**Data extracts:**

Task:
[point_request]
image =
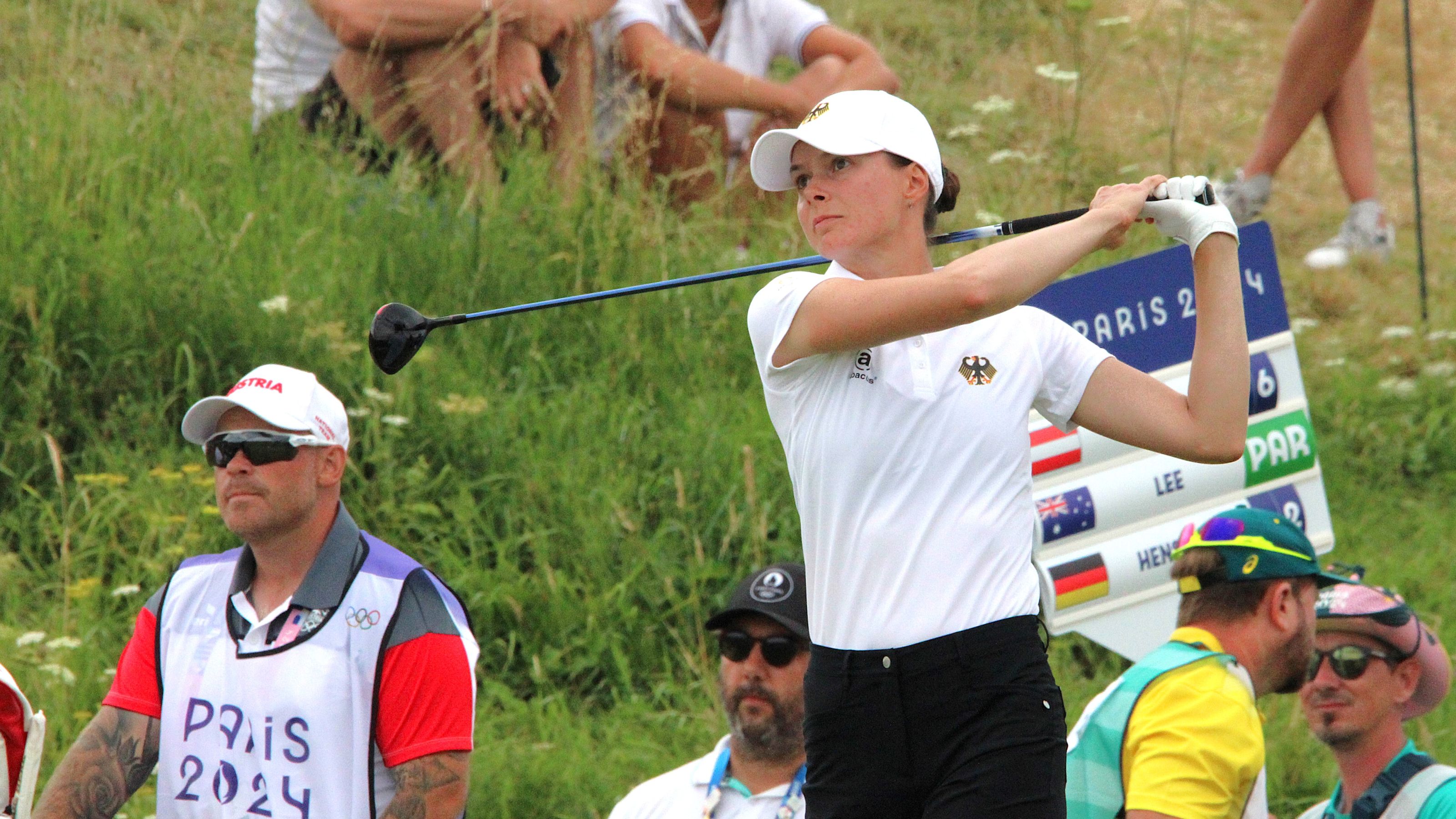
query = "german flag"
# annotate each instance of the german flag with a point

**Problem:**
In your copy, include no pictures, but set down every record exactly.

**Exercise output:**
Task:
[point_request]
image =
query = "german flag"
# annotate each instance of the german flag with a point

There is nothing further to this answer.